*** Opening of LISTED RECORDS ***

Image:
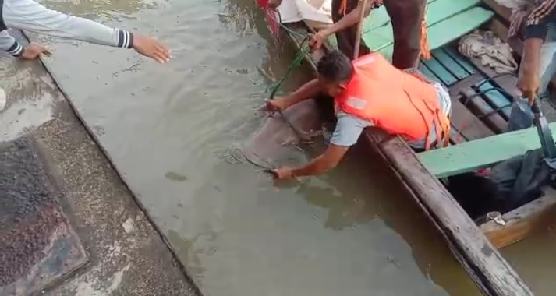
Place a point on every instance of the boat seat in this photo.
(447, 20)
(481, 153)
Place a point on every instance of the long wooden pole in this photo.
(359, 29)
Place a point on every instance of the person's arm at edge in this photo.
(306, 91)
(534, 34)
(347, 21)
(32, 16)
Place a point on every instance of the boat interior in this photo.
(482, 101)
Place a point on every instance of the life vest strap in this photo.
(2, 24)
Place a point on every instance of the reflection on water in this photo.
(350, 232)
(106, 9)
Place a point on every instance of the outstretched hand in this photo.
(34, 51)
(283, 173)
(278, 104)
(151, 48)
(318, 39)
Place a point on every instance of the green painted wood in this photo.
(382, 36)
(481, 153)
(451, 29)
(425, 71)
(439, 70)
(452, 66)
(379, 17)
(496, 98)
(461, 60)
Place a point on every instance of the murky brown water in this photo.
(169, 128)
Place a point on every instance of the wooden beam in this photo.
(448, 30)
(467, 123)
(438, 11)
(500, 10)
(486, 266)
(521, 221)
(473, 155)
(483, 263)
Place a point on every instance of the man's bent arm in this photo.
(349, 19)
(9, 44)
(32, 16)
(307, 91)
(323, 163)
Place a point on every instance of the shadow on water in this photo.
(350, 232)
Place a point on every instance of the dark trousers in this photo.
(406, 17)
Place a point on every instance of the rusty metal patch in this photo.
(38, 246)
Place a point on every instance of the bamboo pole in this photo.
(359, 29)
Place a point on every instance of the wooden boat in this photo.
(478, 128)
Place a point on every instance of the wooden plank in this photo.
(467, 123)
(483, 110)
(486, 266)
(450, 29)
(497, 100)
(437, 11)
(500, 10)
(481, 153)
(425, 71)
(521, 221)
(450, 64)
(440, 71)
(379, 17)
(461, 60)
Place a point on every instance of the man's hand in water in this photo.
(283, 173)
(277, 105)
(151, 48)
(273, 4)
(529, 83)
(34, 51)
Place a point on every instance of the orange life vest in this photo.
(395, 101)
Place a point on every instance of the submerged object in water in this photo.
(276, 141)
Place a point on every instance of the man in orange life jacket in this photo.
(370, 92)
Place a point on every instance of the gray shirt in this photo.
(349, 127)
(32, 16)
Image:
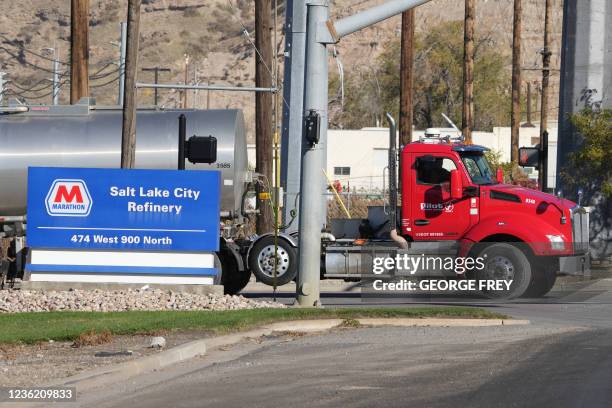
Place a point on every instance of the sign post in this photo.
(116, 225)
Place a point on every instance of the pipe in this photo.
(356, 22)
(327, 236)
(401, 241)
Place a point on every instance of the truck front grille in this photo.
(580, 229)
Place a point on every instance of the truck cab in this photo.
(453, 204)
(451, 193)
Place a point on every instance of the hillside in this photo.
(210, 31)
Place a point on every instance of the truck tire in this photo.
(543, 280)
(232, 278)
(504, 261)
(261, 261)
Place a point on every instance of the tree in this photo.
(590, 169)
(594, 158)
(374, 89)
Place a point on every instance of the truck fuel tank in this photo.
(50, 136)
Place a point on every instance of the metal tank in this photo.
(78, 136)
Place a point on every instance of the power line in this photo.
(9, 52)
(36, 53)
(31, 89)
(105, 84)
(249, 39)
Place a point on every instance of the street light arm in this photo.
(348, 25)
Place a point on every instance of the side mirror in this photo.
(456, 185)
(529, 156)
(500, 175)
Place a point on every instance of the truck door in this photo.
(435, 216)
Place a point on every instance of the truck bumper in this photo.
(575, 265)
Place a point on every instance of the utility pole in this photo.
(2, 82)
(156, 71)
(128, 134)
(185, 81)
(407, 77)
(79, 50)
(529, 106)
(546, 54)
(516, 81)
(467, 117)
(264, 103)
(122, 53)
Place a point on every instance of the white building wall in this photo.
(365, 152)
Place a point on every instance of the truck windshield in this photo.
(478, 168)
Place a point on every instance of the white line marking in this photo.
(119, 229)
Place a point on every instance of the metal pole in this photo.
(182, 139)
(528, 124)
(2, 82)
(546, 54)
(468, 71)
(293, 94)
(155, 90)
(311, 200)
(122, 53)
(406, 77)
(186, 80)
(516, 81)
(128, 135)
(55, 77)
(356, 22)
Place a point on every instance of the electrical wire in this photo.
(9, 52)
(245, 31)
(105, 84)
(31, 89)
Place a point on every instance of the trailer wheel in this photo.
(544, 278)
(505, 262)
(232, 278)
(261, 261)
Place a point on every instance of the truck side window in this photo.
(434, 170)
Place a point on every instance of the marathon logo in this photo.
(68, 198)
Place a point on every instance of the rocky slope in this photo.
(211, 32)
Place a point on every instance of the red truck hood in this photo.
(538, 196)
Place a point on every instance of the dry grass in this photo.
(93, 338)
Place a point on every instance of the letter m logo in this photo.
(68, 198)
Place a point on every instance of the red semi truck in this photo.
(452, 204)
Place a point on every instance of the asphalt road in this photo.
(563, 359)
(513, 366)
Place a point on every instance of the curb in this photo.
(112, 374)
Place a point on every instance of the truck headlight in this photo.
(556, 242)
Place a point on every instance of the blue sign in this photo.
(156, 210)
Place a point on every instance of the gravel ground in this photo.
(16, 301)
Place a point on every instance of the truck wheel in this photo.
(544, 278)
(232, 278)
(261, 261)
(505, 262)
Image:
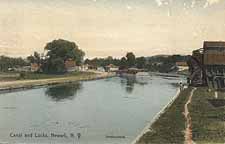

*** Close of LISTED RECORDS ***

### TASK BRIEF
Reproduce the records above exactly, excluding every picture.

### OUTPUT BELOW
Image:
Place a point on every instance of the boat seat in this photo.
(447, 20)
(481, 153)
Place a point on every instance of the long wooden pole in this photo.
(359, 29)
Place a point on every instance of the person's arm at edge in this photo.
(306, 91)
(534, 34)
(347, 21)
(32, 16)
Place a point on every instance of the boat interior in this photo.
(482, 101)
Place a point on every instance of the life vest strap in this photo.
(2, 24)
Place a point on every instance of the reflection on water in this photo.
(350, 232)
(106, 9)
Place a point on every instance of the outstretched hand in this photo.
(34, 51)
(283, 173)
(278, 104)
(151, 48)
(318, 39)
Place a point on every instance of the green painted wood in this photo.
(382, 36)
(481, 153)
(451, 29)
(425, 71)
(439, 70)
(452, 66)
(379, 17)
(496, 98)
(461, 60)
Place a point on every instance of the murky brown water in this photo.
(169, 128)
Place a point on every instance of the wooden beam in this photo.
(448, 30)
(467, 123)
(438, 11)
(500, 10)
(486, 266)
(521, 221)
(473, 155)
(483, 263)
Place a point on every instance of the man's bent arm in this photo.
(349, 19)
(9, 44)
(32, 16)
(307, 91)
(323, 163)
Place a point on every instance of the shadow on water in this photo.
(350, 232)
Place a point on every instance of the dark trousers in this photo.
(406, 17)
Place a point on every instance of the rusty metal patch in this photo.
(38, 246)
Place a point on every instance of the bamboo pole in this photo.
(359, 29)
Place a point on every instance of the wooden boat in this photo.
(478, 128)
Place a point on every instance of the wooden plank in this photo.
(467, 123)
(483, 110)
(486, 266)
(450, 29)
(497, 100)
(437, 11)
(500, 10)
(481, 153)
(425, 71)
(521, 221)
(450, 64)
(440, 71)
(379, 17)
(461, 60)
Place a point on every instance of the man's hand in water in this photo.
(283, 173)
(277, 105)
(151, 48)
(273, 4)
(529, 83)
(34, 51)
Place a point on every instance of the orange life vest in this photo.
(395, 101)
Place a point on every instance of the submerged object in water in this photo.
(276, 141)
Place a point on every instance of the man in orange life jacket in this photo.
(370, 92)
Place a point on every instance of the gray shirt in this photo.
(349, 127)
(32, 16)
Image:
Place a point on every instance of the sign post in this photo.
(116, 225)
Place a point on every instance of the pipe in this photo.
(356, 22)
(327, 236)
(401, 241)
Place a point on every instance of the truck front grille in this photo.
(580, 229)
Place a point on every instance of the truck cab in this photo.
(453, 204)
(451, 193)
Place a point on every instance of the hillside in this photo.
(210, 31)
Place a point on every instance of the truck tire in this photo.
(543, 280)
(232, 278)
(504, 261)
(261, 261)
Place a point on every instance of the tree in this photo.
(590, 169)
(594, 158)
(374, 89)
Place a point on every instance of the truck fuel tank in this photo.
(50, 136)
Place a point on every instance of the metal tank in this photo.
(78, 136)
Place a point on every instance of the power line in this photo.
(9, 52)
(36, 53)
(31, 89)
(105, 84)
(249, 39)
Place a point on every instance of the street light arm in this photo.
(348, 25)
Place a point on every instance of the side mirror in this photo.
(456, 185)
(529, 156)
(500, 175)
Place a point on every instance of the truck door in this photo.
(435, 216)
Place a point on every instance of the truck bumper in this photo.
(575, 265)
Place a point on every instance of the utility pole in this photo.
(2, 82)
(156, 71)
(128, 134)
(185, 81)
(407, 77)
(79, 50)
(529, 106)
(546, 54)
(516, 81)
(467, 117)
(264, 103)
(122, 53)
Place a point on every instance of the white building wall in this photo.
(365, 152)
Place a point on every instance of the truck windshield in this photo.
(478, 168)
Place a point on every instance of the white line marking in this photo.
(119, 229)
Place a point on every instance of the metal pole in this photo.
(182, 139)
(528, 124)
(2, 82)
(546, 54)
(468, 71)
(293, 94)
(155, 90)
(311, 200)
(122, 53)
(406, 77)
(186, 80)
(516, 81)
(128, 135)
(55, 77)
(356, 22)
Place a point on every instance of the electrical wire in this photo.
(9, 52)
(245, 31)
(105, 84)
(31, 89)
Place a point on every instance of the trailer wheel in this photo.
(544, 278)
(505, 262)
(232, 278)
(261, 261)
Place a point on every instance of the truck side window in this photo.
(434, 170)
Place a point on every instance of the marathon logo in this photo.
(68, 198)
Place a point on every instance of the rocky slope in this photo.
(211, 32)
Place a point on every instance of the red truck hood in this photo.
(538, 196)
Place a point on every instance of the dry grass in this photo.
(93, 338)
Place a point on every instance of the letter m logo in this photo.
(68, 198)
Place a point on every instance of the red semi truck in this photo.
(452, 204)
Place a point on every instance of the asphalt road in this photo.
(563, 359)
(513, 366)
Place a point on every instance of the curb in this photo.
(112, 374)
Place a point on every instance of the truck headlight in this photo.
(556, 242)
Place a point on every instance of the blue sign in this photo.
(156, 210)
Place a point on every instance of the gravel ground in this photo.
(16, 301)
Place a point on every instance of the truck wheel in this photo.
(544, 278)
(232, 278)
(261, 261)
(505, 262)
Image:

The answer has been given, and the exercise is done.